• **ACTIVITY**
Please retype the part of the VECTOR repetition type post starting with "Just to summarize" and going on through "(aka fixed size)).", matching it character for character.

• **SOURCE DOCUMENT**

════════════════

Re: [DISCUSSION] Alternative: introduce VECTOR repetition type

Micah Kornfield Thu, 05 Mar 2026 22:13:11 -0800

>
>  As an alternative, we could perhaps add a new repetition type so that
> the physical type remains the actual child value type.



Just to summarize the two alternatives currently being discussed:
1.  Logical type that annotates FLBA
   - Pros:
      - If readers can properly skip unknown logical types, they won't fail.
   - Cons:
       - can't take advantage of all encodings for the underlying type
(BYTE_STREAM_SPLIT applies)
       - Can only be used at leafs

2.  Add a new repetition type (now there will be optional, required,
repeated and a new one "vector" (aka fixed size)).

  - Pros:
      - Can make use of native encoding types
  - Cons:
     - Not backwards compatible (most readers would probably fail at
decoding the footer with an unknown repetition type, and if not there when
trying to reconstruct the schema).
     - Adds complexity (especially if VECTOR types can be intermingled with
repeated).

My takes:
1.  I think option 1 is a pragmatic solution for a big gap in Parquet today
for newer AI workloads.  I also think it isn't a good end-state.
2.  Option 2 is suggesting a work-around for a broader symptom:
repetition/definition levels do have some benefits but they have a lot of
down-sides.  I would suggest that if we are willing to break compatibility,
we should consider moving away from repetition and definition levels, by
keeping nullability bitmaps/list length metadata in separate column
chunks.  I think this approach could be done incrementally by first writing
both pieces of metadata (repetition and definition levels), and then
ultimately consolidating on the new approach.  If people are interested I
can write up a more detailed proposal for this and how this could work.
This would certainly be a very large undertaking though.

Pragmatically, I would be in favor of  trying to push through option 1
(FLBA annotation) while trying to close on something that makes sense in
the longer term.


Rahil,

> If
> there is a board or a way to break down the work—perhaps on GitHub or the
> mailing list—I and others could help on some of the off tasks.


We generally use github issues to track  work if necessary.  But typically
for new types like this I think people communicate on an ad-hoc basis once
we have some level of consensus on the approach.

════════════════

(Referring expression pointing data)
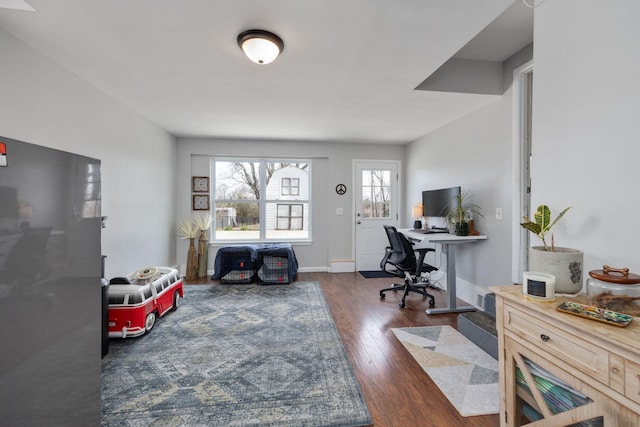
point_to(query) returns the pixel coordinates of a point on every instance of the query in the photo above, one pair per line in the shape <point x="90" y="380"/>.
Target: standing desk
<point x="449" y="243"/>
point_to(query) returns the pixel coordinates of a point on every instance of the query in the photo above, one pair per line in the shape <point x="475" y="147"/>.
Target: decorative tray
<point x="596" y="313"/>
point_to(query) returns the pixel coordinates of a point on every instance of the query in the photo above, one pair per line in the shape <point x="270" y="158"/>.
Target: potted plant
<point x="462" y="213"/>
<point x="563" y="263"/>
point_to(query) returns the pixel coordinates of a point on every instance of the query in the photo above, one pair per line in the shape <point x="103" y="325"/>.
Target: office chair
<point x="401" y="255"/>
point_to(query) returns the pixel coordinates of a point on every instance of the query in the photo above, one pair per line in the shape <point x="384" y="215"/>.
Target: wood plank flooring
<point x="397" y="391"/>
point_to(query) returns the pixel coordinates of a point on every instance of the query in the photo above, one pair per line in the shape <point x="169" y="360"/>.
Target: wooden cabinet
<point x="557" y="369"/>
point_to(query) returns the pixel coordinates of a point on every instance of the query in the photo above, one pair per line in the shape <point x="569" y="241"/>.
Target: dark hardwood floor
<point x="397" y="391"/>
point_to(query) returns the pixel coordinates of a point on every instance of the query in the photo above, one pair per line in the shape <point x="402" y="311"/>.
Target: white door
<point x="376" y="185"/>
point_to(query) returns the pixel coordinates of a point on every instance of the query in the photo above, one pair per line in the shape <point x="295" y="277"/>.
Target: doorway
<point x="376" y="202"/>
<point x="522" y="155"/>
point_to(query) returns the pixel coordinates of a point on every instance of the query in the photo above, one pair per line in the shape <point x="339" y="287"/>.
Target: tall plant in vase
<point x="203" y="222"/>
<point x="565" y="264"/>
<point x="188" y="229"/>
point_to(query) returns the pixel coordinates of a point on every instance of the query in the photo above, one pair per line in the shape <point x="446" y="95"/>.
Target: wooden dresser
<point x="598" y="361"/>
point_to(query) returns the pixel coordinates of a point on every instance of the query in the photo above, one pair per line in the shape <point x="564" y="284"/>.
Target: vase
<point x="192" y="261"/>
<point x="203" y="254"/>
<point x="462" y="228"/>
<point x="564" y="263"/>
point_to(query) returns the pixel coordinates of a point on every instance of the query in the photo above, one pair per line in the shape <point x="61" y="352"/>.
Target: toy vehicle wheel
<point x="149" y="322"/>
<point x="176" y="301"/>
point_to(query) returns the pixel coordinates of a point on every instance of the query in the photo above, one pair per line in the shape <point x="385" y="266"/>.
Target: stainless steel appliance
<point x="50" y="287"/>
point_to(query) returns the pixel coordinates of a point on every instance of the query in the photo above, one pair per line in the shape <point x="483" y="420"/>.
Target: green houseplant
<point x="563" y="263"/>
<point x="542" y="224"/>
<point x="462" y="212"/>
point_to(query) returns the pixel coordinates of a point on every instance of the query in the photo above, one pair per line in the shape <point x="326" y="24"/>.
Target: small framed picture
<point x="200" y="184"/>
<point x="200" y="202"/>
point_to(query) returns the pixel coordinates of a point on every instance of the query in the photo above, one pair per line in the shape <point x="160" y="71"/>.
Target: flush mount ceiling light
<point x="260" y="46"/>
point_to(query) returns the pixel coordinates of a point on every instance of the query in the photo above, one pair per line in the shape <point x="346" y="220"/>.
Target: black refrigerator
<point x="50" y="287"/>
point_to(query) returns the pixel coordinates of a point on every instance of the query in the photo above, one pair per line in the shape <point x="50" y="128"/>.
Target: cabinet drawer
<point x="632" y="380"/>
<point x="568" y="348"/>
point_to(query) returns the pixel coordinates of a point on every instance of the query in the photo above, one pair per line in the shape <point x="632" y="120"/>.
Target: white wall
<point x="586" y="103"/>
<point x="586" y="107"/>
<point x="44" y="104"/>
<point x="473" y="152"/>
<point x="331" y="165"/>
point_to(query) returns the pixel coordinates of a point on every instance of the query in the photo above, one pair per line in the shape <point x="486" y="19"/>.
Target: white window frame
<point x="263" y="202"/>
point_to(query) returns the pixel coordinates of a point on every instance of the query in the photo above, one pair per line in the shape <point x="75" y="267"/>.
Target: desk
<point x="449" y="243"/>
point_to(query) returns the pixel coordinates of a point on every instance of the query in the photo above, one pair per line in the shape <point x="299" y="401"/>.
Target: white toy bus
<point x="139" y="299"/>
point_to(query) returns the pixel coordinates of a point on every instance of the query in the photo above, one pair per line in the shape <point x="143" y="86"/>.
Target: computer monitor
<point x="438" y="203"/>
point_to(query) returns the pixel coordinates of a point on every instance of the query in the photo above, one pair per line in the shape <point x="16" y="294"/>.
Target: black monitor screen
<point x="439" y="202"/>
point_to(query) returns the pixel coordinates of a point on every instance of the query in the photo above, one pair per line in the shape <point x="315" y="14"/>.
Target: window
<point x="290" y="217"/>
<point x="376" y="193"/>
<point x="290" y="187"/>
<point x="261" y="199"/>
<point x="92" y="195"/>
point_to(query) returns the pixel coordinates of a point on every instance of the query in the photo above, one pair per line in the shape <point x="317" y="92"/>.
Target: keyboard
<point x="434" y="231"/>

════════════════

• **RESULT OF THE TASK**
Just to summarize the two alternatives currently being discussed:
1.  Logical type that annotates FLBA
   - Pros:
      - If readers can properly skip unknown logical types, they won't fail.
   - Cons:
       - can't take advantage of all encodings for the underlying type
(BYTE_STREAM_SPLIT applies)
       - Can only be used at leafs

2.  Add a new repetition type (now there will be optional, required,
repeated and a new one "vector" (aka fixed size)).